## Written exercise A
Rewrite everything in the court opinion from "Respondent’s parental rights" down to "for plain error.", changing "plain error" to "clear error".
## Written exercise B
For each statement below, say yes or no to whether the court opinion supports it, and quote the words of the opinion that settle it. (i) The respondent's parental rights were terminated at the initial dispositional hearing. (ii) The respondent raised the reasonable-efforts issue in the lower court. (iii) The appeals court reversed the circuit court order.

## Text provided
┌──
DEPARTMENT OF HUMAN SERVICES,
UNPUBLISHED
May 15, 2008
Petitioner-Appellee,
v
No. 282297
Saginaw Circuit Court
Family Division
LC No. 07-031041-NA
KRISTY KAY NORTHRUP,
Respondent-Appellant,
and
NATE DAVIS,
Respondent.
Before: Donofrio, P.J., and Sawyer and Murphy, JJ.
PER CURIAM.
Respondent Northrup appeals as of right from a circuit court order terminating her
parental rights to the minor children pursuant to MCL 712A.19b(3)(g), (j), and (m). We affirm.
Respondent’s parental rights were terminated at the initial dispositional hearing. Her sole
claim on appeal is that petitioner failed to make reasonable efforts to prevent the children’s
removal before the court took action in this matter. This issue has not been preserved for appeal
because respondent did not raise it below. Rooyakker & Sitz, PLLC v Plante & Moran, PLLC,
276 Mich App 146, 162; 742 NW2d 409 (2007). Therefore, the issue is reviewed for plain error.
└──
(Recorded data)
┌──
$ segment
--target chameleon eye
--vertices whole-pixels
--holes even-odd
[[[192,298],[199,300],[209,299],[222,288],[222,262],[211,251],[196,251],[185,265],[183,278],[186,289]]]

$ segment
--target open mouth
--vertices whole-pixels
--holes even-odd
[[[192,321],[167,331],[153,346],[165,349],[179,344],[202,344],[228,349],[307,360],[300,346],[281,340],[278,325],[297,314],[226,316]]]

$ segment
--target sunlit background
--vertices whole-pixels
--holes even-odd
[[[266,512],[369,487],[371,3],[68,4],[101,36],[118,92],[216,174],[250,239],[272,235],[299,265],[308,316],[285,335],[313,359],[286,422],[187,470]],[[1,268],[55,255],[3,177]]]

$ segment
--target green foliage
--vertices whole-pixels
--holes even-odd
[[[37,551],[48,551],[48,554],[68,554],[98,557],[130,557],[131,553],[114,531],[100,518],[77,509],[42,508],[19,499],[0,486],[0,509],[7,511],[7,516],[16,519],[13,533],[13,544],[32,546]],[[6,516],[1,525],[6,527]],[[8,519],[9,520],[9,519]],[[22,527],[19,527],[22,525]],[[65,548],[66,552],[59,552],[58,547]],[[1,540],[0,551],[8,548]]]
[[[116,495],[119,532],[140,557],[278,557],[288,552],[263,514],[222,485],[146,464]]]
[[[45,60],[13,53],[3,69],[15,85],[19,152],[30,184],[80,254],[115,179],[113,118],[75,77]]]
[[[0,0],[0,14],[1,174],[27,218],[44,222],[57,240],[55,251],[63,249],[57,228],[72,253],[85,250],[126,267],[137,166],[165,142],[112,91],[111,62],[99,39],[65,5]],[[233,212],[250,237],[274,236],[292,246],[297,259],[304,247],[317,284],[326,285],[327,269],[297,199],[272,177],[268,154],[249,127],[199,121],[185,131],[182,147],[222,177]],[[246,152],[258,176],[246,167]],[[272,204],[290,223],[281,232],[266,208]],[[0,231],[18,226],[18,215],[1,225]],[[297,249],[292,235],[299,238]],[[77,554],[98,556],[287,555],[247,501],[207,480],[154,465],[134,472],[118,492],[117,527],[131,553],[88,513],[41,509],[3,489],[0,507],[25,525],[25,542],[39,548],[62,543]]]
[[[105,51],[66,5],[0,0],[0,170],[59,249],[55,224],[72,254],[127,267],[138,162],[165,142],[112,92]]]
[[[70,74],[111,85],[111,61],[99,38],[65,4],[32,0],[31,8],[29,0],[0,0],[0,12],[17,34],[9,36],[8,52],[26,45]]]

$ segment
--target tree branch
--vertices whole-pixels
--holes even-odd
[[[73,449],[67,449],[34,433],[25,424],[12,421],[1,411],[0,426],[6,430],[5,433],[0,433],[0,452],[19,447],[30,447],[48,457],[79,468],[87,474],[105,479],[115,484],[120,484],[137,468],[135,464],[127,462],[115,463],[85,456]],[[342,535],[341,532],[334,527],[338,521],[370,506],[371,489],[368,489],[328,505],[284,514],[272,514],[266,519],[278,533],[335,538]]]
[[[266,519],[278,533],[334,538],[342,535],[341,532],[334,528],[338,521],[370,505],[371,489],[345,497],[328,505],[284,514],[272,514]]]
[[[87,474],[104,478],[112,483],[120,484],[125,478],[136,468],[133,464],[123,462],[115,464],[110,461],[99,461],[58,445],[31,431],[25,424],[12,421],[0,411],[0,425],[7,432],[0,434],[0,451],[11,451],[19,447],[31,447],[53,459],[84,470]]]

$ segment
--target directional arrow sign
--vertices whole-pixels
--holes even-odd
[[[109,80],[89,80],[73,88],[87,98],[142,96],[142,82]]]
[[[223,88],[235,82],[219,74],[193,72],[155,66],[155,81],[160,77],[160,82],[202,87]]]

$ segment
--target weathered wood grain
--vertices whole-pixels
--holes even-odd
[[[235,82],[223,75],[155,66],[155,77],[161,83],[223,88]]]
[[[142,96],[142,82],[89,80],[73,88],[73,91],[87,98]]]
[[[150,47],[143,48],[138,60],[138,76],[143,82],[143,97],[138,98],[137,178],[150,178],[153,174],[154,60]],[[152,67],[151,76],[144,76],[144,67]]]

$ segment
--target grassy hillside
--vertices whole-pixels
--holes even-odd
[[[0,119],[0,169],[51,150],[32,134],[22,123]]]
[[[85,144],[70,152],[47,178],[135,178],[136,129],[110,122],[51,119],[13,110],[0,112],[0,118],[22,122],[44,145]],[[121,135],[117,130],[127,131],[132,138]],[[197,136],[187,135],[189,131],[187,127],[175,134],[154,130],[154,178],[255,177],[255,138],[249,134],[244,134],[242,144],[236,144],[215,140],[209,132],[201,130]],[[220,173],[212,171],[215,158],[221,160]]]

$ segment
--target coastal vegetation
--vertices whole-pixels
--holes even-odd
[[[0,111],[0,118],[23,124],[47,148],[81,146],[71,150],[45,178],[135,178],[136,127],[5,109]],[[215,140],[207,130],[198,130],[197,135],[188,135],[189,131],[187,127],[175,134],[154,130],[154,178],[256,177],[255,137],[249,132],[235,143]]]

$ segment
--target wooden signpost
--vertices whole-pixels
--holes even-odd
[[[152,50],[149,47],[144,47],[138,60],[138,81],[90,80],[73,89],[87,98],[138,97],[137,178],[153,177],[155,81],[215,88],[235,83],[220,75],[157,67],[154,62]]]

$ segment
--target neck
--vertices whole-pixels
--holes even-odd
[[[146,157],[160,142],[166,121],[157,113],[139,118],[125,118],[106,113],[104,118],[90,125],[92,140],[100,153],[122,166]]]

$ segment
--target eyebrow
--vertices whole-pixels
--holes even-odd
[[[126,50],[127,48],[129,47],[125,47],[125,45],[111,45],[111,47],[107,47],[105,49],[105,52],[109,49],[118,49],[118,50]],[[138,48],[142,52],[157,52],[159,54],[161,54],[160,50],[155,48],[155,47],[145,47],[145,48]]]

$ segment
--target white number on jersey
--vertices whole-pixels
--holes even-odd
└──
## Task solution A
Respondent’s parental rights were terminated at the initial dispositional hearing. Her sole
claim on appeal is that petitioner failed to make reasonable efforts to prevent the children’s
removal before the court took action in this matter. This issue has not been preserved for appeal
because respondent did not raise it below. Rooyakker & Sitz, PLLC v Plante & Moran, PLLC,
276 Mich App 146, 162; 742 NW2d 409 (2007). Therefore, the issue is reviewed for clear error.

## Task solution B
(i) Yes: "Respondent’s parental rights were terminated at the initial dispositional hearing."
(ii) No: "because respondent did not raise it below."
(iii) No: "We affirm."